If you carry a smartphone, and nearly everyone does, you’ve probably had the experience of your caller ID showing a fake number that’s calling, often with a fake name or organization displaying. You might think it would require a great deal of technical knowledge to be able to spoof a number or generate a fake caller ID, but you’d be wrong. There are several apps available in the Android or Apple stores that will do just that for you. They’ll even change your voice and add fake, location-specific background noise. I’m not clear what the legitimate purpose of these apps is but for $8, you can set yourself up to run any number of scams if you’re so inclined.

It dawns on me, though, that many folks do exactly the same thing with their social media posts. Their food is picture-perfect. They’re always smiling and having fun, often in some unusual locale. Their party never stops. They never mention that they’re short on cash, their job is unfulfilling, and they’re slowing sinking into depression. I mean, what’s the point of being happy if you can’t post it? As with the phone apps, everything is not as it seems.

- Given records:

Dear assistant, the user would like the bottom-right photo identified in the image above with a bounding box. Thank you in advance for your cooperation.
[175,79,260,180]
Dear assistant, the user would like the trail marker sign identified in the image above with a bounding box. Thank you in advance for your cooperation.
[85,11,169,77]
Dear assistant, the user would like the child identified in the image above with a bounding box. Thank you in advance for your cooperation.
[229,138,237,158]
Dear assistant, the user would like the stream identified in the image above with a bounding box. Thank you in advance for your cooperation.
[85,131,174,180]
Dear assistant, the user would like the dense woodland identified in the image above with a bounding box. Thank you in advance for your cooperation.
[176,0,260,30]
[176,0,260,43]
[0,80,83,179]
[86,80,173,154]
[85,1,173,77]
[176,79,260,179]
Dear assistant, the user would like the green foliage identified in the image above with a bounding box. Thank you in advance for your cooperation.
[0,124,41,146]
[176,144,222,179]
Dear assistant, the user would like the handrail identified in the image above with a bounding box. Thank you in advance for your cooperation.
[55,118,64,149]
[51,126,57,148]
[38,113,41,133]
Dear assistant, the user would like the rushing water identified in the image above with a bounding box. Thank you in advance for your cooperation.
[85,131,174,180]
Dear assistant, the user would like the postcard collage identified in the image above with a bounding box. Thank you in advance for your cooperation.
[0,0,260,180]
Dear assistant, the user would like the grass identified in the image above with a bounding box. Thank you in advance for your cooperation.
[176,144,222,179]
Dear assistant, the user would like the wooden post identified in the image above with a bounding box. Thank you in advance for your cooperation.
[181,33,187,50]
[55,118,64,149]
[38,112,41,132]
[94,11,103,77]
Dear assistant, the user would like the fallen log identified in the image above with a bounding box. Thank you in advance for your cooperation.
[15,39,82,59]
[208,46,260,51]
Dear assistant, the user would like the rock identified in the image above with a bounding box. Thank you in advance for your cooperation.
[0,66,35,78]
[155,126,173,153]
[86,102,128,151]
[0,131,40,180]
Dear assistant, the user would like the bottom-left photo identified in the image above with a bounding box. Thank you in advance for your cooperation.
---
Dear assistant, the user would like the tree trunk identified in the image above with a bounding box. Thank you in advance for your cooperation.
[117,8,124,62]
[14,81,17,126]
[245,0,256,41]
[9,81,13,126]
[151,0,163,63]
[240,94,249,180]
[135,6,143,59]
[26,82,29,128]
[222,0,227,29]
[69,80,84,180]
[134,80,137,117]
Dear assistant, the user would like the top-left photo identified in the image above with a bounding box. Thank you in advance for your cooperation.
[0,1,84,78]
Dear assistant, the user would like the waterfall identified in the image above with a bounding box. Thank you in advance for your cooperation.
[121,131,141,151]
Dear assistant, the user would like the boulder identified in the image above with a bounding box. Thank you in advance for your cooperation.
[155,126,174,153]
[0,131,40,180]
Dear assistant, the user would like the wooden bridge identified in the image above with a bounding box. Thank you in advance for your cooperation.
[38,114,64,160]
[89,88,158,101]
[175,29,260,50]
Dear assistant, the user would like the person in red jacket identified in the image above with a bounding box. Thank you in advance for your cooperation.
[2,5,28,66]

- To do:
A. According to the caller ID text, how much does it cost to set yourself up with one of these apps?
B. Copy the caller ID text word for word from "It dawns on" to "as it seems.".
The rows have nothing to do with the caller ID text.

- Responses:
A. $8.

B.
It dawns on me, though, that many folks do exactly the same thing with their social media posts. Their food is picture-perfect. They’re always smiling and having fun, often in some unusual locale. Their party never stops. They never mention that they’re short on cash, their job is unfulfilling, and they’re slowing sinking into depression. I mean, what’s the point of being happy if you can’t post it? As with the phone apps, everything is not as it seems.